>> begin Material for this task
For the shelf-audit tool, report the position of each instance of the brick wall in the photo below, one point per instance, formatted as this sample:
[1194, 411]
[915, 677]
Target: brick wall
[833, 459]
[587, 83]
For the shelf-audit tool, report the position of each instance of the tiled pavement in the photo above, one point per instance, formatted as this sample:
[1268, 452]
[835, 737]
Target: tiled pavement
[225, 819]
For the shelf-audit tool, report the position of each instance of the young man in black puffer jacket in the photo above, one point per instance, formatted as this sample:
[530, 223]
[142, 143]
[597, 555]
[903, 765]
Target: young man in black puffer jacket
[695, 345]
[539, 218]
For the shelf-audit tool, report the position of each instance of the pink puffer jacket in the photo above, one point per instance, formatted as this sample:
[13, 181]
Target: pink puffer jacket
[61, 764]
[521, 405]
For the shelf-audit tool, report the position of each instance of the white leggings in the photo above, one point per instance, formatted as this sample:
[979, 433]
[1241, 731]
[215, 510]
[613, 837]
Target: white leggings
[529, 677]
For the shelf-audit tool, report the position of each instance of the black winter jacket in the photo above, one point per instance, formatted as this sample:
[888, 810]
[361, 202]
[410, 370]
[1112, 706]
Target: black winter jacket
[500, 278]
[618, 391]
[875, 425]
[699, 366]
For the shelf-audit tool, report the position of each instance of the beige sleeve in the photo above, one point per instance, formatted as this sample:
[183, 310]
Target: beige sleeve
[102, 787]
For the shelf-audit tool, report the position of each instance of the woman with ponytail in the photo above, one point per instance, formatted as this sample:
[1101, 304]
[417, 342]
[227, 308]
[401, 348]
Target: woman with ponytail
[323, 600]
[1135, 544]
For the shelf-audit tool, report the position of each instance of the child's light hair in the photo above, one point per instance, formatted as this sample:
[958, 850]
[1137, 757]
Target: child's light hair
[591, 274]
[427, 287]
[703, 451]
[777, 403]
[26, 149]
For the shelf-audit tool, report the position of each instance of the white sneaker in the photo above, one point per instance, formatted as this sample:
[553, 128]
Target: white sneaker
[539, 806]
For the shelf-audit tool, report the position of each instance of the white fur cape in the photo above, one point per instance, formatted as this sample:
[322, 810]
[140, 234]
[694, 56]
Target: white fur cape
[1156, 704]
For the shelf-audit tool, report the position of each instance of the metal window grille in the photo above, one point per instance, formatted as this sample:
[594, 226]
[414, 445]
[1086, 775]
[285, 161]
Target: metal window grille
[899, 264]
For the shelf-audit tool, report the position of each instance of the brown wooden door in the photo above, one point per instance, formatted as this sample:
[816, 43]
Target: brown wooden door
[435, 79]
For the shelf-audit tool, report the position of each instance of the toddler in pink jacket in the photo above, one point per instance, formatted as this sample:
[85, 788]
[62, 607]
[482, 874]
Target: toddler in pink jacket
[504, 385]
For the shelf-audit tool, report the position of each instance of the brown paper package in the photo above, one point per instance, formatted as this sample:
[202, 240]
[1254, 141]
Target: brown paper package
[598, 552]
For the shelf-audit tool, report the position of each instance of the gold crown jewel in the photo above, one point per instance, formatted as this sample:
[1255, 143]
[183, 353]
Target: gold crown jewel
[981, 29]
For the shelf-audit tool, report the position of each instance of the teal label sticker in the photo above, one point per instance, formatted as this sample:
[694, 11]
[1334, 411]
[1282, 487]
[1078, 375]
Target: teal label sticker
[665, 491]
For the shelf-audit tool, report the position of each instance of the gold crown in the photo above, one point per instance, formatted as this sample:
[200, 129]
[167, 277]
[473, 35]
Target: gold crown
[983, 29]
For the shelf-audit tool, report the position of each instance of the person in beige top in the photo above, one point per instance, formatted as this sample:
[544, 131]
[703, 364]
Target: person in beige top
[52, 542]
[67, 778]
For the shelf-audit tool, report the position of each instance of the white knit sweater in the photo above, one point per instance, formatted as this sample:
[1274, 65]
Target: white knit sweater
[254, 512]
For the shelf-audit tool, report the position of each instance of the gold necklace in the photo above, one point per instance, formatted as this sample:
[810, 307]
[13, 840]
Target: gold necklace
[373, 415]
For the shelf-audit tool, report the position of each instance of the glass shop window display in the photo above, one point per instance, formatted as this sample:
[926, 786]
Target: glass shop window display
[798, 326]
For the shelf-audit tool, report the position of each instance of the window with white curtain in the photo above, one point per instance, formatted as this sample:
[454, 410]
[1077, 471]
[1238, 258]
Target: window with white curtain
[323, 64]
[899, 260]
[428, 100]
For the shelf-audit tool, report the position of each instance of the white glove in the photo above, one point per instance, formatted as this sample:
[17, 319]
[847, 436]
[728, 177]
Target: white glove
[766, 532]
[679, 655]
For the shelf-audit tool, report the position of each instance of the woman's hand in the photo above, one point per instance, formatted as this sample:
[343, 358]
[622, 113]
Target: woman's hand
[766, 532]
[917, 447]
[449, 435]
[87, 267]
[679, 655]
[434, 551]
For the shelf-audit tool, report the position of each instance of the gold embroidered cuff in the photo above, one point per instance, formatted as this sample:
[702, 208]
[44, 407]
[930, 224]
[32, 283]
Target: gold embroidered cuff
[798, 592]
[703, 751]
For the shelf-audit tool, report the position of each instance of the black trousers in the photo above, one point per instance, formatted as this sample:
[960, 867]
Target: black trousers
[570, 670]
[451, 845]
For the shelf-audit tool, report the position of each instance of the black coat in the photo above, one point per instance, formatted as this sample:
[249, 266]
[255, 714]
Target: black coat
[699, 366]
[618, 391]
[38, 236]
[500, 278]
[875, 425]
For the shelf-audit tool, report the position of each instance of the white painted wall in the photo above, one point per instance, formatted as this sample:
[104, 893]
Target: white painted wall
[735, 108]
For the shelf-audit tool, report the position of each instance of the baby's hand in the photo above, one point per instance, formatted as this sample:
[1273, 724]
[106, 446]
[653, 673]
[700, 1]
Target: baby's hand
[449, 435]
>> end Material for this task
**Instructions to follow**
Reproduce all of the items above, substituting "inventory app" for every occurrence of "shelf-audit tool" and leaving everything else as it is.

**Result**
For the inventory app, report the position of each instance of the brick wall in the photo below, one point per instance, formatted as this sample:
[1194, 411]
[915, 677]
Target: brick wall
[833, 459]
[587, 83]
For the inventory app, report the position of each instance of the tiled pavement in the photo above, one point per instance, formatted as this sample:
[1268, 452]
[835, 737]
Target: tiled pavement
[225, 819]
For the inventory app, report the position of each instance of the young man in black puffer jacket in the photo above, one point per instance, formatted as this sample:
[530, 223]
[142, 143]
[597, 555]
[903, 765]
Target: young man in black puffer jacket
[695, 345]
[539, 218]
For the inventory app, report the position of each instance of the pink puffer jacket in the photo above, one point per instance, formatted as this sample:
[13, 181]
Target: pink puffer jacket
[61, 764]
[521, 405]
For the inventory app, report the position of each instance of the white leggings in the photo above, one point per instance, formatted as this sample:
[979, 433]
[1241, 731]
[215, 510]
[613, 837]
Target: white leggings
[529, 677]
For the inventory app, report the position of each instance of the black winter jacket in the photo above, one point per instance, formatted as this sample:
[888, 810]
[361, 202]
[410, 370]
[1112, 706]
Target: black winter jacket
[500, 278]
[618, 391]
[875, 425]
[699, 366]
For the inventory app, report the position of each instance of the beige sleeve in the photo above, one point per instance, formatted as this sample:
[183, 310]
Target: beige sleeve
[102, 787]
For the inventory app, report the position of each instance of the woman with ponytail in the photo above, one point per instance, formatted as this sample:
[1101, 304]
[417, 342]
[227, 308]
[401, 348]
Target: woman with ponytail
[323, 600]
[1135, 544]
For the inventory app, report the position of each instance of the child's light hair in the photo above, one point per instance, formatted as this sample:
[958, 850]
[1137, 757]
Target: child's light hair
[591, 274]
[427, 287]
[703, 451]
[777, 403]
[26, 149]
For the inventory app, report the position of each instance of the white sneaker in the photo above, one point per instance, formatted as this sample:
[553, 128]
Target: white sneaker
[539, 806]
For the inventory app, report the position of each instance of the white fur cape in the photo above, one point per instance, formatted as this sample:
[322, 810]
[140, 234]
[694, 56]
Target: white fur cape
[1156, 704]
For the inventory app, report the position of each instance of the metal window grille in the photo above, one point per instance, formatted as this sample:
[594, 226]
[414, 445]
[1086, 775]
[285, 161]
Target: metal window grille
[899, 264]
For the inventory app, report the position of each instance of the brown wooden door in the photo above, one point per instance, formatted as this sample:
[816, 43]
Target: brown wooden door
[435, 79]
For the inventory app, report the position of each instance of the toddler in pink jacket in the photo above, one point per instance, formatted as this sample:
[85, 788]
[62, 607]
[482, 874]
Target: toddler in pink jacket
[504, 385]
For the inventory app, report the position of each instance of the brown paper package in the photo above, one point per instance, formatted as this sample:
[202, 240]
[1254, 141]
Target: brown paper package
[598, 552]
For the inventory app, report the position of each instance of the gold crown jewel in the photo above, one point per instance, formatted as this sample:
[1255, 143]
[183, 353]
Target: gold crown jewel
[981, 29]
For the inventory app, report the position of each instance of the teal label sticker in the photo above, one point per instance, formatted as this sample:
[694, 11]
[1334, 411]
[1282, 487]
[1078, 375]
Target: teal label sticker
[665, 491]
For the inventory app, report the position of each instance of the gold crown in the photo above, one point per instance, formatted as this sample:
[200, 129]
[167, 277]
[473, 35]
Target: gold crown
[983, 29]
For the inventory app, report the position of each instance of the person in beige top in the photo above, one point per instance, formatted as this sample:
[544, 131]
[703, 364]
Target: person in beige top
[52, 542]
[67, 778]
For the inventory app, report the position of each instance of the white knit sweater in the photo above, one point per instance, formatted as this sample:
[1274, 65]
Target: white knit sweater
[254, 512]
For the inventory app, report the position of each instance of the gold necklace in the photo above, one point per instance, formatted as this sample:
[810, 307]
[13, 840]
Target: gold necklace
[373, 415]
For the inventory app, report the position of each instance of the glass shop window display in the photo above, one point per instance, formatted as this sample:
[926, 786]
Target: glass shop window display
[798, 326]
For the inventory app, report the position of each instance of the window with white curtain in the photo above, one point per instance, formatted as this sample:
[454, 410]
[1077, 471]
[1238, 258]
Target: window with white curtain
[323, 64]
[899, 260]
[428, 100]
For the inventory app, report the position of each instance of the white glove in the photo above, one point per instance, formatted as this sample:
[17, 319]
[847, 436]
[728, 177]
Target: white glove
[766, 532]
[679, 655]
For the inventory app, report the position of each instance of the woman's hand in the photo above, one point per instance, formatted as this sample:
[343, 358]
[622, 113]
Target: woman's hand
[766, 532]
[917, 447]
[449, 435]
[87, 267]
[679, 655]
[434, 551]
For the inventory app, report the position of each instance of the gold embroidered cuff in the photo above, one point per instance, formatted as this sample:
[702, 208]
[44, 407]
[930, 224]
[32, 283]
Target: gold embroidered cuff
[798, 592]
[703, 751]
For the inventory app, report the position of each instance of the black trousers in the photo above, one point per instance, formatted as this sample:
[960, 867]
Target: black trousers
[570, 670]
[451, 845]
For the inventory app, report the position of each instance of the black coat in the photo above, one point per instance, formatted as this sample:
[249, 266]
[255, 714]
Target: black coat
[699, 366]
[618, 391]
[38, 236]
[500, 278]
[875, 425]
For the inventory app, report the position of each instance of the white painted wall in the photo above, one point per instance, formatted as this sample:
[104, 893]
Target: white painted wall
[735, 108]
For the inventory app, report the position of each instance of the baby's hand in the photo above, one point per instance, formatted as this sample:
[1273, 724]
[106, 446]
[653, 673]
[700, 1]
Target: baby's hand
[449, 435]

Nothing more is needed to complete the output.